▸ Written request: Exactly reproduce the lines from the one holding "the blue running" through the final line of the listing below, with both ends included and nothing else.
--- start Listed records ---
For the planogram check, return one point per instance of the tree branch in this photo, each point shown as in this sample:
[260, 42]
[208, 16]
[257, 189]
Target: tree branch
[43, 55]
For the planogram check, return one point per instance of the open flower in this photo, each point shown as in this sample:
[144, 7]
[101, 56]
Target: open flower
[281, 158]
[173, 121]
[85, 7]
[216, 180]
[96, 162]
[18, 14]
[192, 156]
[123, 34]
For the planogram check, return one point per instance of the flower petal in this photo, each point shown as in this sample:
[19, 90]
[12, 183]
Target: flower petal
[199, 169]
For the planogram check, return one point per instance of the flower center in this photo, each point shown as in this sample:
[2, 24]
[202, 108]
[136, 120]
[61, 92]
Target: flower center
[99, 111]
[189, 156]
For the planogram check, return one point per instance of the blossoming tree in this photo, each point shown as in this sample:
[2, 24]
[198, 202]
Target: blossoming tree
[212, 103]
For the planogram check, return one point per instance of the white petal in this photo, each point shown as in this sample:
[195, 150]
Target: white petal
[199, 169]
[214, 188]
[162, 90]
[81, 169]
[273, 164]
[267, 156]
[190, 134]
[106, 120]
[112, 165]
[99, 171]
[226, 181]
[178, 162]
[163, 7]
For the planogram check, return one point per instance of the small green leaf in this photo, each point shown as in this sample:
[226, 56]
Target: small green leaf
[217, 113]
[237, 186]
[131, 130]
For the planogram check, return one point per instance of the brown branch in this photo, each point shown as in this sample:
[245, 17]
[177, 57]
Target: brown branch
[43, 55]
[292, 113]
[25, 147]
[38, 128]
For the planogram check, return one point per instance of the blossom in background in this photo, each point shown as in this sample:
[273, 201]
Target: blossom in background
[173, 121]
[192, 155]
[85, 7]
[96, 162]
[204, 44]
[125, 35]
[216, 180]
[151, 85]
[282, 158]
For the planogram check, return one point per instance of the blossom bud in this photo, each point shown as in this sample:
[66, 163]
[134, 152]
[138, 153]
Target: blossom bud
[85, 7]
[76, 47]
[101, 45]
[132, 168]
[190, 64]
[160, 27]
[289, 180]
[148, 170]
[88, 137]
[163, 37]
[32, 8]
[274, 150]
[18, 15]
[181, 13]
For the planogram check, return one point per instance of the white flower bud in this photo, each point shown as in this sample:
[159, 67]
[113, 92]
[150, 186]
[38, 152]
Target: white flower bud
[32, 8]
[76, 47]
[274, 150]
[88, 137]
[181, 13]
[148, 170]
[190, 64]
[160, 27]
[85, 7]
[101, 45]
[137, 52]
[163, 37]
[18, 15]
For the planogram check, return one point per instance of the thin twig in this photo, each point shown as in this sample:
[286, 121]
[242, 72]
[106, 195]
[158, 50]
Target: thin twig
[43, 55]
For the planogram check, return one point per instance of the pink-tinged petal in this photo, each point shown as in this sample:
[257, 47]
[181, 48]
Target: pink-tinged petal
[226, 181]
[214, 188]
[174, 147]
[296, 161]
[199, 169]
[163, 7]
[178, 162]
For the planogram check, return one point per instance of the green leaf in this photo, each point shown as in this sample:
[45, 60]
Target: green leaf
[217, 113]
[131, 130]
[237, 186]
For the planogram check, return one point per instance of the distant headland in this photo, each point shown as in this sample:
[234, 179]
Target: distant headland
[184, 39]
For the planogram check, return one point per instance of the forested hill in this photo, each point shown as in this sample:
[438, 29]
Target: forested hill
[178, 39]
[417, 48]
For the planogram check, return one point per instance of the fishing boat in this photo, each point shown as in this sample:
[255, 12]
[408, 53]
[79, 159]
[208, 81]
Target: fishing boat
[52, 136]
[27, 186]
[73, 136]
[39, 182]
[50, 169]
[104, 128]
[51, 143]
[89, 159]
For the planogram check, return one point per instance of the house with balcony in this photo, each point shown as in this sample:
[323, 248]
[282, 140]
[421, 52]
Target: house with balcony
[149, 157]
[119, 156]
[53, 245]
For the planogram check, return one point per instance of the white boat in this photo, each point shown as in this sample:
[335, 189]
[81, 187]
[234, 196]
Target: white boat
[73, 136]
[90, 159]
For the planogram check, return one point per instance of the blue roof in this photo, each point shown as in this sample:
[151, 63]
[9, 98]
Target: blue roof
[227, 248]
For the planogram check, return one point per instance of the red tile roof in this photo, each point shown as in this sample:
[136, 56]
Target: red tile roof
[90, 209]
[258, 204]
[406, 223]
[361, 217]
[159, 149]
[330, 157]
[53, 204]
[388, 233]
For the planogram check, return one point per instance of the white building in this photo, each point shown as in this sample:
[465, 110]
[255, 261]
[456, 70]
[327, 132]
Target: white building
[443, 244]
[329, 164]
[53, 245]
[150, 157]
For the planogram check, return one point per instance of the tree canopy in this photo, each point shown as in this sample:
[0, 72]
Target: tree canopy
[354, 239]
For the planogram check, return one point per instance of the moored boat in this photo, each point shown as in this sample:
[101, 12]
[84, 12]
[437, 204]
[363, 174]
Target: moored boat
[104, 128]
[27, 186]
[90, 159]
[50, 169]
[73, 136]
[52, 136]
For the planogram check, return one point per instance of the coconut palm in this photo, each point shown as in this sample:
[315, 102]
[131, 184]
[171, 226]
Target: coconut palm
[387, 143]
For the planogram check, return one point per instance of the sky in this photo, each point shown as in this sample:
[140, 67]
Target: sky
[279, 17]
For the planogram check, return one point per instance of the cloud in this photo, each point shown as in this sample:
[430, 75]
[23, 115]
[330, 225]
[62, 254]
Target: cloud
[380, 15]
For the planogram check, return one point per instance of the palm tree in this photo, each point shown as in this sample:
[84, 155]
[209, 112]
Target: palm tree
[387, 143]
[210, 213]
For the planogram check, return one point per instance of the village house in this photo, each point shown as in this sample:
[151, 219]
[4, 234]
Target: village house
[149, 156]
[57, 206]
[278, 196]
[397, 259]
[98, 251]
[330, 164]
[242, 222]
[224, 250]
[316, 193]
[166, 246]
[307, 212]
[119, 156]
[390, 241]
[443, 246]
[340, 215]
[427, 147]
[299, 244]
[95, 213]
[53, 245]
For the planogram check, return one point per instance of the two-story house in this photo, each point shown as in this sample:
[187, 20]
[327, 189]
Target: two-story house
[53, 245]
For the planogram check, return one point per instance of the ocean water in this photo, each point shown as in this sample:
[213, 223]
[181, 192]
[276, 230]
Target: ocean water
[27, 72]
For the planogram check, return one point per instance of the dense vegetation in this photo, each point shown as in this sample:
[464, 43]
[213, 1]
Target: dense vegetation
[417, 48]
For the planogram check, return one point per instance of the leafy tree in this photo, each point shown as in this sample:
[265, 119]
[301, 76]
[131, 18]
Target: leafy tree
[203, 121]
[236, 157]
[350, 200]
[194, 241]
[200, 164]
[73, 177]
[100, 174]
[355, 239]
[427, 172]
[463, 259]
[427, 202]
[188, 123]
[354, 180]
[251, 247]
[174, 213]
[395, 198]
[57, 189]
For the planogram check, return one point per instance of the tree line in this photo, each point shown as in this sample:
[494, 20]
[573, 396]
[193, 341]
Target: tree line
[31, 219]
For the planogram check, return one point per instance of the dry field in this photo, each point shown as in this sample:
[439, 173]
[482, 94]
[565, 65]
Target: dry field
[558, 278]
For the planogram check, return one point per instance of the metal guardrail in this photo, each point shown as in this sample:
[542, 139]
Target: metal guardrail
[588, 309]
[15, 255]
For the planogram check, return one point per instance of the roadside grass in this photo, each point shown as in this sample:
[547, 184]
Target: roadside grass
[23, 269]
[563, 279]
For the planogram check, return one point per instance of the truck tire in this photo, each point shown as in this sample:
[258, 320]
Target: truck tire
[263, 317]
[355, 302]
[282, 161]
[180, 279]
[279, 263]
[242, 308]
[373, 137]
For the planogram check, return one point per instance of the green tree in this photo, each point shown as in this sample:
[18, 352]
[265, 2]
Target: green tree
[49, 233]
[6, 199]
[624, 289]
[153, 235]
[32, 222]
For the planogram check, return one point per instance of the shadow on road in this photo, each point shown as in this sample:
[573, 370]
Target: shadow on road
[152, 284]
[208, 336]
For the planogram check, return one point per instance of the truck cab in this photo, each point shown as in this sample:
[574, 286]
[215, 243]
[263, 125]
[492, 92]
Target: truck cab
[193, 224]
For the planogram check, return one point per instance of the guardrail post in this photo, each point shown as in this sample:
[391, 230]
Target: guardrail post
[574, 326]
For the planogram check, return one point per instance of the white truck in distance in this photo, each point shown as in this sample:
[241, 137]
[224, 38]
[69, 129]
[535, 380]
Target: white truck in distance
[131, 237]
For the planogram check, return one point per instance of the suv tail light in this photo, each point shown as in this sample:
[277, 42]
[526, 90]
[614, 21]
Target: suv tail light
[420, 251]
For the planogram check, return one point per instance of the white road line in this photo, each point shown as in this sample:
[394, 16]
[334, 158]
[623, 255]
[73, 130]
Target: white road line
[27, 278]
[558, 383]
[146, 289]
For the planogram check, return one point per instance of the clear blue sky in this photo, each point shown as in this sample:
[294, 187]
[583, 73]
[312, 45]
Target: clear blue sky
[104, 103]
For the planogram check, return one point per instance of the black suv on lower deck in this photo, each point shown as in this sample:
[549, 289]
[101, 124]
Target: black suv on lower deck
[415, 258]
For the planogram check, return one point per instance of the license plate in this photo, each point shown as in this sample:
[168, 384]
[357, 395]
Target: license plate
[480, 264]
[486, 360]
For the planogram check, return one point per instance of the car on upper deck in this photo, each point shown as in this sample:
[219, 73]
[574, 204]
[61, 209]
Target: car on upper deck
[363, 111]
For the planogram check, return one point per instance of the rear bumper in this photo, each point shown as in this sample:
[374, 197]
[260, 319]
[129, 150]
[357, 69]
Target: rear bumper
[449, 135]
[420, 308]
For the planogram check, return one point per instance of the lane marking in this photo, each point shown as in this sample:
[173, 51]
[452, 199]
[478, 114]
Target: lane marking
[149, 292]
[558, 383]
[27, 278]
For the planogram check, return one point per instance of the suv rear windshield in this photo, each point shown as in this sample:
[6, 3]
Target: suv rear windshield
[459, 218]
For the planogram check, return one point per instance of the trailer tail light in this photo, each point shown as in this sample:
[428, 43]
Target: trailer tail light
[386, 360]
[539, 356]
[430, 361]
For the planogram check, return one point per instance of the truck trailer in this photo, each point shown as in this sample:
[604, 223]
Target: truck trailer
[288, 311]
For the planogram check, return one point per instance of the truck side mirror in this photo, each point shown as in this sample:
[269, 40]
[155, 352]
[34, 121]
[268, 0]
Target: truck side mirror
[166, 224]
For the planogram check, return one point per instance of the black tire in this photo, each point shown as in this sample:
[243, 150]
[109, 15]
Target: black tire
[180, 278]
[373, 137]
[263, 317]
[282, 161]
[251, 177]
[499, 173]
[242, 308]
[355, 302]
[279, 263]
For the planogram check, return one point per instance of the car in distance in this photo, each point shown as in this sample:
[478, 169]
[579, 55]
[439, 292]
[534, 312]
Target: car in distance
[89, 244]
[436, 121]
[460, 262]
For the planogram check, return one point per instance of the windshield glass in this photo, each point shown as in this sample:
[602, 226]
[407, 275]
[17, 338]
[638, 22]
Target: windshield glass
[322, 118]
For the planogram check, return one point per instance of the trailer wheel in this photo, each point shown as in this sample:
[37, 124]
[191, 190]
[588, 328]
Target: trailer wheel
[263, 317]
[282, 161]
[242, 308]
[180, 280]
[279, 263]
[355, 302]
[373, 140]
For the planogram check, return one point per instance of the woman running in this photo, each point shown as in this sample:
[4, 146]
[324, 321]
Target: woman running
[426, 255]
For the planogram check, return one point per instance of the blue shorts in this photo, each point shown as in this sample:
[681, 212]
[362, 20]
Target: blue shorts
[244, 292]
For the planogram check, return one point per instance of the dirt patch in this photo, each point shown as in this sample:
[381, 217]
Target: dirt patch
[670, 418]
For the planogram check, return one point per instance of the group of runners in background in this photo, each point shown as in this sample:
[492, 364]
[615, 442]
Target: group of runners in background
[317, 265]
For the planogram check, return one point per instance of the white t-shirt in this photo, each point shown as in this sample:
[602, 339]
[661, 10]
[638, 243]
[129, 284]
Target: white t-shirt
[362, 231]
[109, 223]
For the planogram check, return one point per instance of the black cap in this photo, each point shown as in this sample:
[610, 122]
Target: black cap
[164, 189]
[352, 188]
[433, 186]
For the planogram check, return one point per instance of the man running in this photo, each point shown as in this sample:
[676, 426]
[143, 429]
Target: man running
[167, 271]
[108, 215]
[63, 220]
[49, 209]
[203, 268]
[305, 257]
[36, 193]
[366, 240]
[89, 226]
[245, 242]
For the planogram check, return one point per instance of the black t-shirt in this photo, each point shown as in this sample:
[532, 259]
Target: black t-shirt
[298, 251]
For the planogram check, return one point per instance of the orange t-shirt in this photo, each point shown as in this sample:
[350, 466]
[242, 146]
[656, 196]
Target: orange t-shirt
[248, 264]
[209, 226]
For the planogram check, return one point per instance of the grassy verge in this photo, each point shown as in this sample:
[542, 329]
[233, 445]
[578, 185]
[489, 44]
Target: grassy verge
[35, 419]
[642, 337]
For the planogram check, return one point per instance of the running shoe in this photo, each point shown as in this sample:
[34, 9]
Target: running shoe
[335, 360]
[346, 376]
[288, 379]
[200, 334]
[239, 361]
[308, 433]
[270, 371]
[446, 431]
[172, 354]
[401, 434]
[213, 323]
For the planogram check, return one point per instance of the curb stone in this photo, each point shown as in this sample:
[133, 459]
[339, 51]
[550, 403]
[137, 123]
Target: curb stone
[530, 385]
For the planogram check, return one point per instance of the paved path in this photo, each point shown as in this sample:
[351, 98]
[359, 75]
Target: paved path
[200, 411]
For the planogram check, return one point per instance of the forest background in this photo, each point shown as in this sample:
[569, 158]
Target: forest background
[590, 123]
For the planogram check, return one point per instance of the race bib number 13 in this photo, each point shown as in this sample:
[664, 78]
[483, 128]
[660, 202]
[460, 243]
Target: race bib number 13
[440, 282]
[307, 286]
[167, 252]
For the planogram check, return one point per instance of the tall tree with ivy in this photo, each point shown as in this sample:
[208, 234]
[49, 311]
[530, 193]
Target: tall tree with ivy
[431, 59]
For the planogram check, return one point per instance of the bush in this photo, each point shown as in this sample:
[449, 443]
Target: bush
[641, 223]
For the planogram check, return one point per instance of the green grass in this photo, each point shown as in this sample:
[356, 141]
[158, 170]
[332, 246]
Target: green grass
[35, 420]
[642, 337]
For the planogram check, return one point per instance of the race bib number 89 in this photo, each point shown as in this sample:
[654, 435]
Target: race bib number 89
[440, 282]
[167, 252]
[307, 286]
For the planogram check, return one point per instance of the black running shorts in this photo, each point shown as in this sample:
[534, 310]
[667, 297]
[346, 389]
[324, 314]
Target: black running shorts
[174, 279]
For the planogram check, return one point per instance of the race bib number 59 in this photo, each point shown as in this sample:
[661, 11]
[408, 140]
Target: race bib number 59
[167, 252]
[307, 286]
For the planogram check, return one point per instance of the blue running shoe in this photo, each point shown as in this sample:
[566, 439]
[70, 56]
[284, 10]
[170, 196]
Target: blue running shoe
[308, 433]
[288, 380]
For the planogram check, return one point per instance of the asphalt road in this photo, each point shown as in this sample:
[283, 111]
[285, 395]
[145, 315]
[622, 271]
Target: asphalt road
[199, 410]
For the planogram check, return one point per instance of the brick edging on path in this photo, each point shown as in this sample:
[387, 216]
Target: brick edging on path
--- end Listed records ---
▸ Full solution:
For the planogram check, return one point per instance of the blue running shoe in this photo, each point shown as in this sample:
[566, 439]
[70, 56]
[284, 10]
[170, 196]
Target: blue running shoe
[308, 433]
[288, 380]
For the planogram check, return one point per instance of the asphalt road in this photo, each point shown as in this sample:
[283, 111]
[285, 395]
[145, 315]
[622, 271]
Target: asphalt road
[199, 410]
For the planogram check, return one point per instance of the brick edging on path in this photo, each point shown as in this sample:
[387, 216]
Target: brick edging on path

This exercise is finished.